** PASSAGE follows **
Medical doctors examine Indian yoga guru Baba Ramdev during his hunger strike against corruption at his ashram Pitanjali Yogpeeth in Haridwar, some 240 kms from New Delhi on June 9, 2011. To most of his devoted followers, Swami Ramdev is not an anti-corruption campaigner but a yoga teacher blessed with the power to cure disease and offer a better way to live your life.
Baba Ramdev, self-appointed crusader against "black money" (aka hidden income) provided only the barest details in his declaration of the assets and finances of his four (charitable?) trusts, reports the Indian Express.
Clearly, you don't have to be honest to speak the truth. But it's nonetheless significant if Baba is a black sheep. The anti-corruption wave argues that it cannot find an honest man in the judiciary, the legislature or the prime minister's office, yet the cure for all that ails India is a superpowerful and incorruptible ombudsman (to be found on the moon?).
Manmohan Singh has been saying it again and again (though nobody has been convinced). To make a mark against corruption, you not only have to be clean, you have to appear to be clean, and, my own addition, everybody has to believe that you're clean.
Ramdev has not met that standard.
According to the information Ramdev revealed, his four trusts have 4.3 billion rupees in capital from donations and sales of traditional medicines, and they have spent some 7.9 billion rupees on business costs and social service. However, Ramdev's representative gave no details about the companies being run by these trusts or the source of their funds. He said details about the companies can be obtained from the Registrar of Companies, while other details including the Income-Tax returns filed by the trusts could be extracted using the Right to Information Act. “Anybody can seek details from the ROC or through the RTI route,” he said.
Sounds like Ramdev is just as "transparent" as the Central Bureau of Investigation, the judiciary, and all the other branches of government that have resisted calls to open their finances to scrutiny and submit to investigations by the proposed ombudsman's office.
** End of PASSAGE **
** RECORDED DATA follows **
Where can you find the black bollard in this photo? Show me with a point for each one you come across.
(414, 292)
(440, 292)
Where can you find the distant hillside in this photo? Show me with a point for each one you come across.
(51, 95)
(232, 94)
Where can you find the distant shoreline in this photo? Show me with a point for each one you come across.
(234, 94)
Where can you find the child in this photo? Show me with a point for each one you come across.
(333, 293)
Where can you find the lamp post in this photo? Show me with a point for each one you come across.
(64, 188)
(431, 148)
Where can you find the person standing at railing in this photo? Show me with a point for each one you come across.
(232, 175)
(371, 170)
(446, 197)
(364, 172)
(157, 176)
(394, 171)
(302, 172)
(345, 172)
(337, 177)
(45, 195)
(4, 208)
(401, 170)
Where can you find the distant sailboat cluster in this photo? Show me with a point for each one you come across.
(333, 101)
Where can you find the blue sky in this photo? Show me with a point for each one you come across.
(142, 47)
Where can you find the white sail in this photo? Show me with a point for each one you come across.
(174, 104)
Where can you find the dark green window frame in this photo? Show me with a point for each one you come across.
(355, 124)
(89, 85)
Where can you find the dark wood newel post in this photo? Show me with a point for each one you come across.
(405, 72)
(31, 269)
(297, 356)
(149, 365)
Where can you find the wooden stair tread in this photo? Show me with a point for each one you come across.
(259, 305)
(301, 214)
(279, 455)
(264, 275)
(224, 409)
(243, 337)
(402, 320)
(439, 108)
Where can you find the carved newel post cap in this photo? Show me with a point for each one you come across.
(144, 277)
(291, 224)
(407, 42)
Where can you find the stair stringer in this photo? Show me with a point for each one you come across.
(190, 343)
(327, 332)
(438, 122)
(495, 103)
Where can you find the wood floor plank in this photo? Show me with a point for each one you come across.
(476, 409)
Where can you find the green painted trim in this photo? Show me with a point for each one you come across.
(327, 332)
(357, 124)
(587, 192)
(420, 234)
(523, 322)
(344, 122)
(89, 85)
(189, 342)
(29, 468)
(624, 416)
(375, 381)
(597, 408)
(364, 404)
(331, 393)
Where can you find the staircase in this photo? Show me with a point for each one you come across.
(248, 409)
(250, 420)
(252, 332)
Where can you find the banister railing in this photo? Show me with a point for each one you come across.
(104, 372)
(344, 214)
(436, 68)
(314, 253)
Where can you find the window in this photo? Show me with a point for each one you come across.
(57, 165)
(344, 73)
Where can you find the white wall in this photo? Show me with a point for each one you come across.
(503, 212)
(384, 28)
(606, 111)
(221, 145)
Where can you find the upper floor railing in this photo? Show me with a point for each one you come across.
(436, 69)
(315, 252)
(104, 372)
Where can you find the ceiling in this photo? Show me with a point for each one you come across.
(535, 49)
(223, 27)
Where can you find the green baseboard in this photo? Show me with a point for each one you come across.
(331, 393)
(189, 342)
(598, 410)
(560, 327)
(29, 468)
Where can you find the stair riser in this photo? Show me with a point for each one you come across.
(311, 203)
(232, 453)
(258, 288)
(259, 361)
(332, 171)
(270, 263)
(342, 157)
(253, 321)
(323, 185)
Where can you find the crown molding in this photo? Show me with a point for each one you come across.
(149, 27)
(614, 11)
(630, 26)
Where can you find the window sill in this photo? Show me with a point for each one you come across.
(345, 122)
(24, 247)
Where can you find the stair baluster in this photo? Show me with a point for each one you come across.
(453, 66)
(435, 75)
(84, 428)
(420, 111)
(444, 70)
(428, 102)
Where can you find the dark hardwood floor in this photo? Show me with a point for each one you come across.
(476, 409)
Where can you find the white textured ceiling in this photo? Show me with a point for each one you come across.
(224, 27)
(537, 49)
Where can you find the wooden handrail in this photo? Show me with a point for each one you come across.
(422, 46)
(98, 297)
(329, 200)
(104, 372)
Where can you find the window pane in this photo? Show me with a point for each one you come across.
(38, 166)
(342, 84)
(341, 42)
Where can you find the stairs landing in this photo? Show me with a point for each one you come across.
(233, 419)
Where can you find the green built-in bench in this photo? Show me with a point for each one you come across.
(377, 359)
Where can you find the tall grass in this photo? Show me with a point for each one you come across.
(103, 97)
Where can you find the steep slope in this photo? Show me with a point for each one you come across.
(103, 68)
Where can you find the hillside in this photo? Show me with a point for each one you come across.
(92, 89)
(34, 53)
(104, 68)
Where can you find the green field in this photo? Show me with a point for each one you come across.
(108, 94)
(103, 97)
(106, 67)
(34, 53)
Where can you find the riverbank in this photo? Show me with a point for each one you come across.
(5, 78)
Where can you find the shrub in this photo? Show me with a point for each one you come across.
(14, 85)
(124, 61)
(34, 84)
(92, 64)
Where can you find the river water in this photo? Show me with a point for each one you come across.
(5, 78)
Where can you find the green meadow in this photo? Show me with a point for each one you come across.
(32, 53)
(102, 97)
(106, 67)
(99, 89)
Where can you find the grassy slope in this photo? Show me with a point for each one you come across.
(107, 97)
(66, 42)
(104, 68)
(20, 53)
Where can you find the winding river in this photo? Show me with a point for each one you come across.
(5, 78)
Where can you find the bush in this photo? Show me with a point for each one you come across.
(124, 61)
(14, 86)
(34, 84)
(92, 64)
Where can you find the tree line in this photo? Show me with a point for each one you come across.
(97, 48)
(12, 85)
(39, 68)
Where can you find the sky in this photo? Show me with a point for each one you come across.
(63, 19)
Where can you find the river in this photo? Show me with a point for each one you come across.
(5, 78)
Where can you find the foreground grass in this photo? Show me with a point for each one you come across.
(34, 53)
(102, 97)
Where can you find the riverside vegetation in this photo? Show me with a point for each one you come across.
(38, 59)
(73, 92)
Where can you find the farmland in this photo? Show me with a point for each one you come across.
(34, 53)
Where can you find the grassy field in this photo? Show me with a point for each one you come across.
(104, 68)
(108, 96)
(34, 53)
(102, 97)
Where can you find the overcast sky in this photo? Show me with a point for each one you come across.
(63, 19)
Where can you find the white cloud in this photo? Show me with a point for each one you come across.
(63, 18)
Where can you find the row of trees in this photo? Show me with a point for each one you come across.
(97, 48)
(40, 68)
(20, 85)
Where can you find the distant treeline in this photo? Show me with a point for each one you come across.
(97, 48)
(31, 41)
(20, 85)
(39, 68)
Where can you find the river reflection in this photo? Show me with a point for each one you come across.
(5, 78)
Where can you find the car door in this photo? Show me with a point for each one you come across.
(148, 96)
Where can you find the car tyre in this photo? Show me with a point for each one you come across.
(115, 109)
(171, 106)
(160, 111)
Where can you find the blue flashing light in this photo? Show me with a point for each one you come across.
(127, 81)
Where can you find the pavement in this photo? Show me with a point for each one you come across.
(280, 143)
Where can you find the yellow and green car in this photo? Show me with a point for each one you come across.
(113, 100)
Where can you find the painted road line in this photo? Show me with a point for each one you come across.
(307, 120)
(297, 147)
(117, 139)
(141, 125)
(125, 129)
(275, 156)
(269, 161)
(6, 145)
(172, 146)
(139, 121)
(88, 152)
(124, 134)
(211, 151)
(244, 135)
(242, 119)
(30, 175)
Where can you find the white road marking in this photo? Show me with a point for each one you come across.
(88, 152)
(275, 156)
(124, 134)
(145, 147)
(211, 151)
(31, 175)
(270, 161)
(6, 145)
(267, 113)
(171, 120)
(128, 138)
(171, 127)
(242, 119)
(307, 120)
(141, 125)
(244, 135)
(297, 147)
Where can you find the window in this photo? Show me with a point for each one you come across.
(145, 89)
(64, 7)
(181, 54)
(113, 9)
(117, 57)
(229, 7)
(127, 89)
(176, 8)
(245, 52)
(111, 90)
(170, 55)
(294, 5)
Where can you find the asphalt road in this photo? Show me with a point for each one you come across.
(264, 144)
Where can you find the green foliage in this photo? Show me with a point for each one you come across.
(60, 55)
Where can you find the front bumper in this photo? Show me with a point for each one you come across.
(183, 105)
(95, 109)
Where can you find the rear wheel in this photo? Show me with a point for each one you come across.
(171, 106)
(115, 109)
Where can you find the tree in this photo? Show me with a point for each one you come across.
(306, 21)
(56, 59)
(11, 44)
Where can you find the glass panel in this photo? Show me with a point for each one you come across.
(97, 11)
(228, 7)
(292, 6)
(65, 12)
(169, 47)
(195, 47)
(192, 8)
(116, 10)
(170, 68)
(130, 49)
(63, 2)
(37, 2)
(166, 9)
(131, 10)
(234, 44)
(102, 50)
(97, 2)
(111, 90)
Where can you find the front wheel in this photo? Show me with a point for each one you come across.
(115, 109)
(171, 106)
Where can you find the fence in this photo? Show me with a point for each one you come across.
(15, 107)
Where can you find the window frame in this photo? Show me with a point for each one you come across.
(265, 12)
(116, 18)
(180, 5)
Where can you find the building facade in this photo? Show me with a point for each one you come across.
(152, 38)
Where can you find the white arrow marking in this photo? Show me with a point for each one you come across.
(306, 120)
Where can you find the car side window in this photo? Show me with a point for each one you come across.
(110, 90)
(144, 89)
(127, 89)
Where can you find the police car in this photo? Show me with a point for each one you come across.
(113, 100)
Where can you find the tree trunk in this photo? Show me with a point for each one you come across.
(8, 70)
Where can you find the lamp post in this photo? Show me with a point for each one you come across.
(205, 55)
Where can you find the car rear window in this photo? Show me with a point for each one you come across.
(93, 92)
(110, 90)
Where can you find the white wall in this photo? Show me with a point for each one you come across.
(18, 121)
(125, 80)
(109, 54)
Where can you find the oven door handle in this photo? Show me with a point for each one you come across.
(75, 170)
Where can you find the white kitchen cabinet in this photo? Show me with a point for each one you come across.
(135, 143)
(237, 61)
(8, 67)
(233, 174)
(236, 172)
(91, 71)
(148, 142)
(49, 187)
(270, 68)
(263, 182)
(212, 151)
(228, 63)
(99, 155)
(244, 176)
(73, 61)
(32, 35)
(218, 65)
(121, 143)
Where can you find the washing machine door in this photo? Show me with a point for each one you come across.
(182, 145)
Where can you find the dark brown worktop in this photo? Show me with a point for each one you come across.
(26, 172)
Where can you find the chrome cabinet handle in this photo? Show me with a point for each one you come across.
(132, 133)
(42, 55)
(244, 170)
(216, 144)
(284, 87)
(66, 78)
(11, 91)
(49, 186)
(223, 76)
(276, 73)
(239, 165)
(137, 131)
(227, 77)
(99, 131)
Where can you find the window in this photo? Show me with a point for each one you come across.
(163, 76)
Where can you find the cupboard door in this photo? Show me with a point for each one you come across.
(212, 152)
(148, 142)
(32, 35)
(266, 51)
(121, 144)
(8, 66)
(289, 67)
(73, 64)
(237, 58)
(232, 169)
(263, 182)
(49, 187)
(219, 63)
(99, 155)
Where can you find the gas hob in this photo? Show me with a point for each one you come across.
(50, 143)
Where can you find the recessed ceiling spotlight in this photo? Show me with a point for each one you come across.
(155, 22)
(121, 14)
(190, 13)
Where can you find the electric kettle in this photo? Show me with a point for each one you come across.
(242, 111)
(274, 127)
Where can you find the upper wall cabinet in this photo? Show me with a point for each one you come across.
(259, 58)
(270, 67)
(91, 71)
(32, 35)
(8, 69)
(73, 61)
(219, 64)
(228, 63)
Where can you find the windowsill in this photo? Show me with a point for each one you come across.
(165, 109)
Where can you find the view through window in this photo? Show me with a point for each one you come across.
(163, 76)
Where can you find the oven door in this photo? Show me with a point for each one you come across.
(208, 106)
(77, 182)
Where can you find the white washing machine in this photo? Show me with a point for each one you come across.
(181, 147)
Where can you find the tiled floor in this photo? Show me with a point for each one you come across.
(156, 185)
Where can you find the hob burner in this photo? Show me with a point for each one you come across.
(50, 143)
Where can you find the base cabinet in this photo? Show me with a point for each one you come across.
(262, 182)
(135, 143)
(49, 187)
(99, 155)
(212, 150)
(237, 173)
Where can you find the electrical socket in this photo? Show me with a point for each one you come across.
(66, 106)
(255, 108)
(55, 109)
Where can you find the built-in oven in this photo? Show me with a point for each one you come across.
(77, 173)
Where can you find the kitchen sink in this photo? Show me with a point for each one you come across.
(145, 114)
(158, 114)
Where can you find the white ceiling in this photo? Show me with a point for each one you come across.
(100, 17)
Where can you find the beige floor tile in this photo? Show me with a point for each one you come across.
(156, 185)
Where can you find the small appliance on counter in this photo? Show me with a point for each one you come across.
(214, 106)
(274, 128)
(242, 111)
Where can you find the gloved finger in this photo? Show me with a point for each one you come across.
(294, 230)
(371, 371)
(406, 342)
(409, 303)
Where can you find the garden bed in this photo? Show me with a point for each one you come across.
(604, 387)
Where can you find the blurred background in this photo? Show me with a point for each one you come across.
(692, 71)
** End of RECORDED DATA **
## WHAT NEEDS TO BE DONE
Reproduce a portion of the piece on Baba Ramdev's trusts word for word, starting at the words "Clearly, you don't" and ending after the words "that you're clean.". The rows have nothing to do with the piece on Baba Ramdev's trusts.

## ANSWER BOX
Clearly, you don't have to be honest to speak the truth. But it's nonetheless significant if Baba is a black sheep. The anti-corruption wave argues that it cannot find an honest man in the judiciary, the legislature or the prime minister's office, yet the cure for all that ails India is a superpowerful and incorruptible ombudsman (to be found on the moon?).
Manmohan Singh has been saying it again and again (though nobody has been convinced). To make a mark against corruption, you not only have to be clean, you have to appear to be clean, and, my own addition, everybody has to believe that you're clean.